begin SELECTION
The Starmap was part of the first version of Captain Zero, but this is my most sophisticated attempt. .

Also the stars are connected based on the player's "range" variable, so it's possible to have stars on the starmap that you just can't get to unless you upgrade that range.

It was inspired by the 1980s game, Star Control 1, which had a rotating 3d starmap with lines between the stars and their neighbors:

Star Control 1 3d StarMap  (go to time 1:54)


Sorting out paths to nearest neighbors is something that, in a formal language like c# would have been much easier with a simple recursive method, but in an object centered graphical game platform like Construct 2, it's not as straight forward.
end SELECTION
begin RECORDED DATA
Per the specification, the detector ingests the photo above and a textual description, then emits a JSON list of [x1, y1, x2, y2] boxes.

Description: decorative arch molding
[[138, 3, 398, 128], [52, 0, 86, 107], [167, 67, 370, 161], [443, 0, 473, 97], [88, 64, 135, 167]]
end RECORDED DATA
• **EXERCISE INSTRUCTIONS**
Write out the starmap passage in full, word for word. The listing has nothing to do with the starmap passage.

• **REPLY TO THE TASK**
The Starmap was part of the first version of Captain Zero, but this is my most sophisticated attempt. .

Also the stars are connected based on the player's "range" variable, so it's possible to have stars on the starmap that you just can't get to unless you upgrade that range.

It was inspired by the 1980s game, Star Control 1, which had a rotating 3d starmap with lines between the stars and their neighbors:

Star Control 1 3d StarMap  (go to time 1:54)


Sorting out paths to nearest neighbors is something that, in a formal language like c# would have been much easier with a simple recursive method, but in an object centered graphical game platform like Construct 2, it's not as straight forward.